## Items from a data source
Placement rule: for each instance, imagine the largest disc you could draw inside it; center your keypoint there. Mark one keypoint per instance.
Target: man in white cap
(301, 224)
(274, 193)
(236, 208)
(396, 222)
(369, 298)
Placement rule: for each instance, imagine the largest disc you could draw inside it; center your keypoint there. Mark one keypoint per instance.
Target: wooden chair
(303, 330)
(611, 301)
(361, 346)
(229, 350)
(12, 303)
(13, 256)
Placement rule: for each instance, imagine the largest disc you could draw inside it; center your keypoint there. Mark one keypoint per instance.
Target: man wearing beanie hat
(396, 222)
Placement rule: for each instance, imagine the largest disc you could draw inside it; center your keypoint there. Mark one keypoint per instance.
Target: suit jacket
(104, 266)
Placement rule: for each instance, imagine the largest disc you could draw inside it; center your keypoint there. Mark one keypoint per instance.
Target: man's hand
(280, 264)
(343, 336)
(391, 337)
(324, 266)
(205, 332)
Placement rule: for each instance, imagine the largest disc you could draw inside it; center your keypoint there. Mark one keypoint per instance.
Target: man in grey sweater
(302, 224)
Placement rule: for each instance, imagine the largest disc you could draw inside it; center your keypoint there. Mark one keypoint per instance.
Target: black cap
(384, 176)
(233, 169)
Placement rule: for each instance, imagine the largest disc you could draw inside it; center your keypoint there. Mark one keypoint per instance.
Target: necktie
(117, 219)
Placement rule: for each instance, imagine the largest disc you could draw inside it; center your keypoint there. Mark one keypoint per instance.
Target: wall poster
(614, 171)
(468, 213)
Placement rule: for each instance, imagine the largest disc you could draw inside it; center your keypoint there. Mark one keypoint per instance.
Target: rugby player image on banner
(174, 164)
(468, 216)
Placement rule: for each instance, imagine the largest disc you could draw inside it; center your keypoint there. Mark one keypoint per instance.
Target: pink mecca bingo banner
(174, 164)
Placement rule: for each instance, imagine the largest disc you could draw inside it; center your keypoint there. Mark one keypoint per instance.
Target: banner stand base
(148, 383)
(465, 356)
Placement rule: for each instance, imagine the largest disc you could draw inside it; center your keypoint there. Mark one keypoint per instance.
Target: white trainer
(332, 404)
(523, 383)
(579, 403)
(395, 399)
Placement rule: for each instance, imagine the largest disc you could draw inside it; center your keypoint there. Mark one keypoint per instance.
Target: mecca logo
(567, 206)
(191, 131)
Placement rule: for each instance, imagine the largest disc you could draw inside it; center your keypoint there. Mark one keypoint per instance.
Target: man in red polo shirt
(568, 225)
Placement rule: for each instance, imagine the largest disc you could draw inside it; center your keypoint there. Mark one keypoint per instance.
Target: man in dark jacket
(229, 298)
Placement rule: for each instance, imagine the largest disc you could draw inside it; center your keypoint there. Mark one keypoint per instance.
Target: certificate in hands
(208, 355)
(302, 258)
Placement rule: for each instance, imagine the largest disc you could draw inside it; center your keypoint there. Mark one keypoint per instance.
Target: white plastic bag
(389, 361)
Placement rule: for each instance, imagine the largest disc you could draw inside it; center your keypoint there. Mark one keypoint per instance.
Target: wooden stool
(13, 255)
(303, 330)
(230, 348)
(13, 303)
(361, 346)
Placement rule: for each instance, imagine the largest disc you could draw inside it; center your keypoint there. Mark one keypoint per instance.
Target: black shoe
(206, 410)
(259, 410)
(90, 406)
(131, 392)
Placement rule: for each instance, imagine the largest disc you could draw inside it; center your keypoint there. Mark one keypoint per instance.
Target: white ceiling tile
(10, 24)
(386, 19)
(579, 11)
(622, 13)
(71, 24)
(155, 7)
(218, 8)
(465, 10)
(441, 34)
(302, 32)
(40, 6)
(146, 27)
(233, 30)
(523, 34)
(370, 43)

## Directions
Each entry shown above is to be duplicated exactly.

## Result for this exercise
Placement rule: for each instance, imagine the largest disc you could draw inside it; center your keypoint there. Mark one keypoint per instance.
Target: man in white cap
(301, 224)
(274, 193)
(236, 208)
(396, 222)
(369, 298)
Placement rule: for each instance, imagine the largest disc you could draw inside it; center your keypoint there. Mark one keypoint per instance.
Target: wooden chair
(303, 330)
(611, 301)
(361, 346)
(229, 350)
(12, 303)
(13, 256)
Placement rule: for each instance, imagine the largest disc you could draw inside it; center your keypoint there. Mark one keypoint per instance.
Target: man wearing beanie hat
(396, 222)
Placement rule: for each instance, imagine the largest disc you could draw inside it; center your keypoint there. Mark one keypoint per instance.
Target: suit jacket
(104, 266)
Placement rule: for each instance, imagine the largest disc you could draw inside it; center your keypoint there. Mark one keypoint per instance.
Target: man's hand
(280, 264)
(343, 336)
(391, 337)
(324, 266)
(205, 332)
Placement rule: for each instance, imagine the largest disc you could draw inside it; center your keypoint there. Mark one keypoint per instance.
Target: man in grey sweater
(302, 224)
Placement rule: for each instance, imagine the largest disc you could draw inside it; center your keypoint there. Mark one keypoint per instance.
Target: black cap
(384, 176)
(233, 169)
Placement rule: for each instance, imagine the largest disc you could draw inside it; center your keypoint there. Mark one keypoint per instance.
Target: necktie
(117, 219)
Placement rule: for each instance, imagine the largest disc you could draw inside it; center your keypoint there. Mark one keypoint per instance.
Target: wall poster
(614, 171)
(468, 213)
Placement rule: for each instance, imagine the largest disc you could draw inside it; center your keypoint there. Mark one keypoint per instance.
Target: rugby player image on banner
(174, 164)
(468, 216)
Placement rule: for each instance, imagine the largest disc you could draw inside it; center your keypoint there. Mark one keypoint per instance.
Target: pink mecca bingo banner
(174, 164)
Placement rule: for each instance, imagine the largest disc you could draw inside it; center your keypoint there. Mark one keypoint per instance.
Target: banner stand base
(148, 383)
(465, 356)
Placement rule: for each instance, imagine the largest disc you could draw inside it; center your keypoint there. Mark one keypoint per instance.
Target: white trainer
(332, 404)
(523, 383)
(579, 403)
(395, 399)
Placement rule: for each instance, imagine the largest disc you could draw inside it; center your keypoint there. Mark one keypoint per instance.
Target: mecca logo
(567, 206)
(191, 131)
Placement rule: for each instance, imagine the largest disc you could draw inside it; center your keypoint there. Mark one keypoint per instance.
Target: man in red polo shirt
(568, 225)
Placement rule: for each instance, imagine the largest disc you could draw inside it; center your keypoint there. Mark one keypoint per instance.
Target: man in dark jacket
(229, 298)
Placement rule: for each instance, imagine the largest disc you could draw inside it; center your keypoint there. Mark one keypoint per instance.
Target: certificate in hands
(208, 355)
(302, 258)
Placement rule: for each instance, imagine the largest disc you could draw inside it; center your keypoint there. Mark one keypoint per instance.
Target: white plastic bag
(389, 361)
Placement rule: for each instance, imagine the largest disc you could draw inside it; center your keypoint there. Mark one keypoint per instance.
Target: wooden stool
(13, 255)
(303, 330)
(230, 348)
(13, 303)
(361, 346)
Placement rule: for each instance, imagine the largest disc you could draw inside it; center your keypoint there. Mark one keypoint per instance.
Target: black shoe
(206, 410)
(259, 410)
(90, 406)
(131, 392)
Placement rule: for each instance, imagine the largest disc you could draw inside it; center your keypoint there. Mark one keypoint per instance.
Target: white ceiling tile
(10, 24)
(386, 19)
(579, 11)
(622, 13)
(71, 24)
(155, 7)
(218, 8)
(465, 10)
(441, 34)
(302, 32)
(40, 6)
(146, 27)
(233, 30)
(523, 34)
(370, 43)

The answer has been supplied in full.